## Begin SUPPLIED DATA

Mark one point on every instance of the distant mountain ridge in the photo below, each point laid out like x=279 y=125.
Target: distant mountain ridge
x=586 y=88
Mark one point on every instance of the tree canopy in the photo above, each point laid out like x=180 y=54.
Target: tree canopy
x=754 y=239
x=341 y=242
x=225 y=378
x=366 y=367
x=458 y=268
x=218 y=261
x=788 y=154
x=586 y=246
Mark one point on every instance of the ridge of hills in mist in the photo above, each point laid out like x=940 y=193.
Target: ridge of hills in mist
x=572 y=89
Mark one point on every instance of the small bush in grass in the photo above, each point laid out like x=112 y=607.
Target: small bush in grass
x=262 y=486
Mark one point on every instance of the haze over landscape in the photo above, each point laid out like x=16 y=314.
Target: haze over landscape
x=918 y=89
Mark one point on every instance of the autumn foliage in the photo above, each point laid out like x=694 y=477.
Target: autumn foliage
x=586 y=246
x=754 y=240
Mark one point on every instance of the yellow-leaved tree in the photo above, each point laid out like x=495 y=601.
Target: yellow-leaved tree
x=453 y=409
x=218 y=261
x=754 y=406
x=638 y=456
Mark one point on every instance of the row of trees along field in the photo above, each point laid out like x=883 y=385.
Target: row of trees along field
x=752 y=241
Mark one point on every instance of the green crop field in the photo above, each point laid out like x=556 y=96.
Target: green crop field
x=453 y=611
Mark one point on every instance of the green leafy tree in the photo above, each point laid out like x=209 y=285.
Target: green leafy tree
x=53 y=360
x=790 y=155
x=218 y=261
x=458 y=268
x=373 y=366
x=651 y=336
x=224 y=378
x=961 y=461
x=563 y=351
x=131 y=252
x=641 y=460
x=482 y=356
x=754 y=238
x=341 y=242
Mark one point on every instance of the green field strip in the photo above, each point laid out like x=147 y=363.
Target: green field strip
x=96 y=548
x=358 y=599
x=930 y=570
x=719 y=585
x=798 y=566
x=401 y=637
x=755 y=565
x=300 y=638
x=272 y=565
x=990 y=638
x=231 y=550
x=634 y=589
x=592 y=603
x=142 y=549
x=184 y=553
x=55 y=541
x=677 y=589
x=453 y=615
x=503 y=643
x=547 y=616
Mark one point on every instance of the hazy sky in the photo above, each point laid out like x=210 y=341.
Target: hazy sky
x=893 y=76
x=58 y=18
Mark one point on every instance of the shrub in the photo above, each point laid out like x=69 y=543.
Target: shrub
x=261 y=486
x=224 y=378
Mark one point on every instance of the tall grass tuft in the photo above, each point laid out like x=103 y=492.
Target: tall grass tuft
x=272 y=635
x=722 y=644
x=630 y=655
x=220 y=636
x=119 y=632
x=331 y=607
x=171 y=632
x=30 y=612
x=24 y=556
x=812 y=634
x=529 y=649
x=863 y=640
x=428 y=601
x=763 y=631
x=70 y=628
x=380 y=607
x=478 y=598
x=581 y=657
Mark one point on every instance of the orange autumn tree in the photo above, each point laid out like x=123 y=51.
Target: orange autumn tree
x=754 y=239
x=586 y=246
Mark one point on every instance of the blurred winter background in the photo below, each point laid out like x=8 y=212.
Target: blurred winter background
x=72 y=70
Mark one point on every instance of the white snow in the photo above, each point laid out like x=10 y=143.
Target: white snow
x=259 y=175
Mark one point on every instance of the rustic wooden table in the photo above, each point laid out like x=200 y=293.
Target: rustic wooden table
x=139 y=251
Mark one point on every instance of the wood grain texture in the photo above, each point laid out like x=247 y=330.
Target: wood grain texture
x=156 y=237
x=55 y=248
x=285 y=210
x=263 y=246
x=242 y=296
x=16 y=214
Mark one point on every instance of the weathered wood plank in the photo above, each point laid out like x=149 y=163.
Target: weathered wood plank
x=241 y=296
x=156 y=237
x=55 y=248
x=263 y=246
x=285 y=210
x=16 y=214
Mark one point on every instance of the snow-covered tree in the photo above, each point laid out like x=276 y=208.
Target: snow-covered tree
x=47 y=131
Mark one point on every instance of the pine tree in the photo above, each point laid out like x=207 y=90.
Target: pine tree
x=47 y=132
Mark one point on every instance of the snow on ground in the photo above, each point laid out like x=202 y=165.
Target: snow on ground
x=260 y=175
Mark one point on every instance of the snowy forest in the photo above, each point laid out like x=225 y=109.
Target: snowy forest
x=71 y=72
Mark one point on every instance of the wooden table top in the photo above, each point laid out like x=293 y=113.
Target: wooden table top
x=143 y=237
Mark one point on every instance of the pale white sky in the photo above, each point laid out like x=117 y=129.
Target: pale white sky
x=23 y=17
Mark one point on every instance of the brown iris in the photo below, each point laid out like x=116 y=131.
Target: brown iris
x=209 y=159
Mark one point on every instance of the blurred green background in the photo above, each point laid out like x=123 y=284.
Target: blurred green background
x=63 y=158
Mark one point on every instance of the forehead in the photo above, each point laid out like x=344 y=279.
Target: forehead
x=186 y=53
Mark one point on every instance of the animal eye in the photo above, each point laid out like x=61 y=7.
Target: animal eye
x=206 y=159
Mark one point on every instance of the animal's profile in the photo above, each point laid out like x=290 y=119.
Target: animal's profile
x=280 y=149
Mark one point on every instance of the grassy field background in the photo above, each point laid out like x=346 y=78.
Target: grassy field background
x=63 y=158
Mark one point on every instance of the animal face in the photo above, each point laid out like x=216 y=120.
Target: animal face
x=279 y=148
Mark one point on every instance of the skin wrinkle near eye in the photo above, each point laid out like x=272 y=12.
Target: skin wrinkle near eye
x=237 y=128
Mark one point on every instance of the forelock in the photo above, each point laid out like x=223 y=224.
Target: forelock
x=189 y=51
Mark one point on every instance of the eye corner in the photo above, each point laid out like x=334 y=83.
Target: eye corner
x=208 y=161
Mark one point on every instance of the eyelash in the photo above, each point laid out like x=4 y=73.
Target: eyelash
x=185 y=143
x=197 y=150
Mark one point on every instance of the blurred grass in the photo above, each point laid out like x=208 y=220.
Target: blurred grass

## End SUPPLIED DATA

▸ **PROBLEM TO SOLVE**
Rewrite every item above with each occurrence of "laid out like" changed to "formatted as", keeping everything else as it is.

▸ **TASK OUTPUT**
Mark one point on every instance of the distant mountain ridge in the photo below, each point formatted as x=279 y=125.
Target: distant mountain ridge
x=586 y=88
Mark one point on every instance of the tree canopy in the photo above, each point formatted as x=180 y=54.
Target: tree canopy
x=754 y=239
x=341 y=242
x=225 y=378
x=366 y=367
x=458 y=268
x=218 y=261
x=788 y=154
x=586 y=246
Mark one point on every instance of the ridge of hills in mist in the photo above, each point formatted as x=940 y=193.
Target: ridge of hills in mist
x=572 y=89
Mark one point on every instance of the small bush in grass in the photo above, each point formatted as x=112 y=607.
Target: small bush in grass
x=262 y=486
Mark one point on every instance of the haze over landscape in the photo above, each point formatted as x=16 y=314.
Target: haze over landscape
x=918 y=89
Mark one point on every instance of the autumn foliage in the photo above, each point formatted as x=694 y=477.
Target: autumn foliage
x=586 y=246
x=754 y=240
Mark one point on every instance of the yellow-leaved tree in the photo above, each point formatted as x=495 y=601.
Target: yellow-leaved tree
x=453 y=409
x=218 y=261
x=754 y=406
x=638 y=456
Mark one point on every instance of the row of trees along field in the photo above, each point formatted as x=883 y=385.
Target: row of trees along field
x=752 y=241
Mark one point on every instance of the green crop field in the photo above, each point formatted as x=556 y=96.
Target: green crop field
x=453 y=611
Mark one point on every instance of the green leafy tree in the photo above, each point formatted as x=209 y=285.
Target: green leafy tree
x=53 y=360
x=790 y=155
x=218 y=261
x=458 y=268
x=373 y=366
x=651 y=336
x=224 y=378
x=961 y=461
x=563 y=351
x=131 y=252
x=641 y=460
x=482 y=356
x=754 y=238
x=341 y=242
Mark one point on every instance of the green field strip in the photo above, each point formatted as x=147 y=363.
Target: green field strip
x=96 y=548
x=358 y=599
x=930 y=570
x=719 y=585
x=798 y=566
x=401 y=637
x=755 y=565
x=300 y=638
x=272 y=565
x=990 y=638
x=231 y=550
x=634 y=589
x=592 y=603
x=142 y=549
x=184 y=553
x=55 y=541
x=677 y=589
x=453 y=615
x=503 y=643
x=547 y=616
Mark one point on every instance of the hazy sky in the photo above, each point formatted as x=210 y=341.
Target: hazy sky
x=893 y=76
x=58 y=18
Mark one point on every instance of the shrub in the photo above, each point formatted as x=69 y=543.
Target: shrub
x=261 y=486
x=224 y=378
Mark one point on every instance of the tall grass tuft in the photo above, each point formatted as x=103 y=492.
Target: tall grass tuft
x=272 y=635
x=722 y=644
x=630 y=655
x=220 y=636
x=119 y=632
x=331 y=607
x=171 y=632
x=30 y=612
x=24 y=556
x=812 y=634
x=529 y=649
x=863 y=640
x=428 y=601
x=763 y=631
x=70 y=628
x=380 y=607
x=478 y=598
x=581 y=657
Mark one point on every instance of the orange autumn tree in the photo above, each point formatted as x=123 y=51.
Target: orange autumn tree
x=754 y=239
x=586 y=246
Mark one point on every instance of the blurred winter background in the photo below, each point formatted as x=8 y=212.
Target: blurred winter background
x=72 y=70
Mark one point on every instance of the white snow in the photo above, each point formatted as x=10 y=143.
Target: white snow
x=259 y=175
Mark one point on every instance of the rustic wooden table in the photo above, each point formatted as x=200 y=293.
Target: rustic wooden table
x=139 y=251
Mark one point on every instance of the wood grain texture in the photo above, each point formatted as x=247 y=330.
Target: wood grain texture
x=156 y=237
x=55 y=248
x=285 y=210
x=263 y=246
x=242 y=296
x=16 y=214
Mark one point on every instance of the weathered wood plank in the photo above, each point formatted as x=149 y=163.
Target: weathered wood plank
x=241 y=296
x=156 y=237
x=55 y=248
x=263 y=246
x=285 y=210
x=16 y=214
Mark one point on every instance of the snow-covered tree in the photo above, each point formatted as x=276 y=208.
Target: snow-covered tree
x=47 y=131
Mark one point on every instance of the pine tree in the photo above, each point formatted as x=207 y=90.
Target: pine tree
x=47 y=132
Mark one point on every instance of the snow on ground in the photo above, each point formatted as x=202 y=165.
Target: snow on ground
x=260 y=175
Mark one point on every instance of the snowy forest in the photo above, each point formatted as x=225 y=109.
Target: snowy forest
x=71 y=72
Mark one point on every instance of the wooden table top in the photo above, each point formatted as x=293 y=113.
Target: wooden table top
x=143 y=237
Mark one point on every instance of the pale white sky in the photo above, each point formatted as x=117 y=129.
Target: pale white sky
x=23 y=17
Mark one point on every instance of the brown iris in the photo below, each point formatted as x=116 y=131.
Target: brown iris
x=209 y=159
Mark one point on every instance of the blurred green background in the photo above, each point formatted as x=123 y=284.
Target: blurred green background
x=63 y=158
Mark one point on every instance of the forehead in the photo above, each point formatted as x=344 y=279.
Target: forehead
x=186 y=53
Mark one point on every instance of the animal eye in the photo above, each point formatted as x=61 y=7.
Target: animal eye
x=206 y=159
Mark one point on every instance of the animal's profile in the photo above, each point formatted as x=290 y=119.
Target: animal's profile
x=280 y=149
Mark one point on every instance of the grassy field background in the photo above, each point formatted as x=346 y=78.
Target: grassy field background
x=63 y=158
Mark one point on every instance of the animal face in the photo above, each point formatted as x=216 y=120.
Target: animal face
x=279 y=148
Mark one point on every instance of the skin wrinkle near eye in the photo above, each point formatted as x=272 y=12.
Target: skin wrinkle near eye
x=237 y=128
Mark one point on every instance of the forelock in the photo above, each point formatted as x=223 y=224.
Target: forelock
x=189 y=51
Mark one point on every instance of the eye corner in the photo above, each point formatted as x=334 y=83.
Target: eye corner
x=208 y=161
Mark one point on every instance of the eyelash in the photo above, each point formatted as x=4 y=73.
Target: eyelash
x=185 y=143
x=197 y=150
Mark one point on every instance of the blurred grass in the photo above, each point formatted as x=208 y=220.
Target: blurred grass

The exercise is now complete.